> WORK ITEM
Repeat the records below exactly, leaving out every picture.

[Saved data entries]
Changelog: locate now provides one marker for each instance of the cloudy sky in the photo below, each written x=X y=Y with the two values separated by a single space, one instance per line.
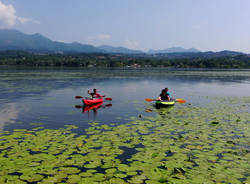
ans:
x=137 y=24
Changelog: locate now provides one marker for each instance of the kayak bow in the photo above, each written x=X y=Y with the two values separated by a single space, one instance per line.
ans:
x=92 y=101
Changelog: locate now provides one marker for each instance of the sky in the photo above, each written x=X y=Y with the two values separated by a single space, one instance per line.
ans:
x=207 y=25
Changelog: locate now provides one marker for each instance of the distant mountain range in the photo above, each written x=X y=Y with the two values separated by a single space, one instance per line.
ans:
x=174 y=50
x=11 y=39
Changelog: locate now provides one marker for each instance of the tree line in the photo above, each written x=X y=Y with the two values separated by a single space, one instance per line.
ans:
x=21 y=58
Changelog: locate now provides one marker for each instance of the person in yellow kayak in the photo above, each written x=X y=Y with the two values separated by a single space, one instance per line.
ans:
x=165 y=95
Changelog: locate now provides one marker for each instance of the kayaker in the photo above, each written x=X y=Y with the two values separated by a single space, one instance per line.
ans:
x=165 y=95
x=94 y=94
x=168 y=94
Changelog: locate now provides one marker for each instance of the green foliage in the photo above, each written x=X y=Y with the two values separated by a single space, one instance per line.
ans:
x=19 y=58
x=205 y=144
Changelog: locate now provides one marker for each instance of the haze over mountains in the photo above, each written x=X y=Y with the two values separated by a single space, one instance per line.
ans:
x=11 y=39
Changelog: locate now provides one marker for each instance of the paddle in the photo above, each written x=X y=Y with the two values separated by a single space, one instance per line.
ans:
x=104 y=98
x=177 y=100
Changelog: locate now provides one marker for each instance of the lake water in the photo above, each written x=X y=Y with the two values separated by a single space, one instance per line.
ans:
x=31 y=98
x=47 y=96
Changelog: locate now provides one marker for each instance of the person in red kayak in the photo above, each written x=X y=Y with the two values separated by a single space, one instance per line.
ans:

> RESULT OF THIS TASK
Changelog: locate now provides one marker for each instance of the cloudy sky in the photo below, each written x=X y=Y with the two values separated by a single space, one instance per line.
ans:
x=137 y=24
Changelog: locate now provides one marker for each instance of the kayak bow in the photo above, each written x=X y=Y with the two values separated by a single space, one instance per line.
ans:
x=92 y=101
Changelog: locate now provides one marker for each instance of the sky in the photo above, each written x=X y=Y with the two values separated by a single space, one instance per line.
ans:
x=207 y=25
Changelog: locate now provides one marker for each instance of the distant mountain range in the photo above, each written x=X y=Y with the two values separated by a single space, one instance per line.
ans:
x=174 y=50
x=11 y=39
Changelog: locate now provides one marker for each instance of the tree line in the photo above, each written x=X y=Y with the two values separated by a single space, one instance per line.
ans:
x=21 y=58
Changelog: locate now provides one marker for each instance of the person in yellow kayak in the photo above, each written x=X y=Y with the two values separated by a single space, one instance per line.
ans:
x=165 y=95
Changelog: locate now provides one marker for each instance of the kayaker in the photo above, each written x=X y=Y with the two values separated by a single space, one instance per line.
ans:
x=165 y=95
x=94 y=94
x=168 y=94
Changelog: locate now provides one marker for each instance of the green foliage in the photo above, each written x=X y=Y with the two values separated by a single space, one instance per line.
ans:
x=19 y=58
x=205 y=144
Changelog: locate now provides one marker for each instance of the haze over mountains in the photo above, each written x=X y=Y with the two values separated by a single space, one instance per line.
ans:
x=11 y=39
Changelog: locate now provides one marker for each instance of the paddle in the photo above, each written x=X y=Y with the two values separated by a single space, one instance per line.
ans:
x=104 y=98
x=177 y=100
Changelog: locate now provides one marker for each instance of the lake water in the photo above, each written x=X y=Y with the two values separated by a single space, one instance per line.
ans:
x=31 y=98
x=47 y=96
Changelog: locate now provides one marker for each instance of the person in red kayak in the photo above, each written x=X y=Y with the two values separated by a single space, one instance per line.
ans:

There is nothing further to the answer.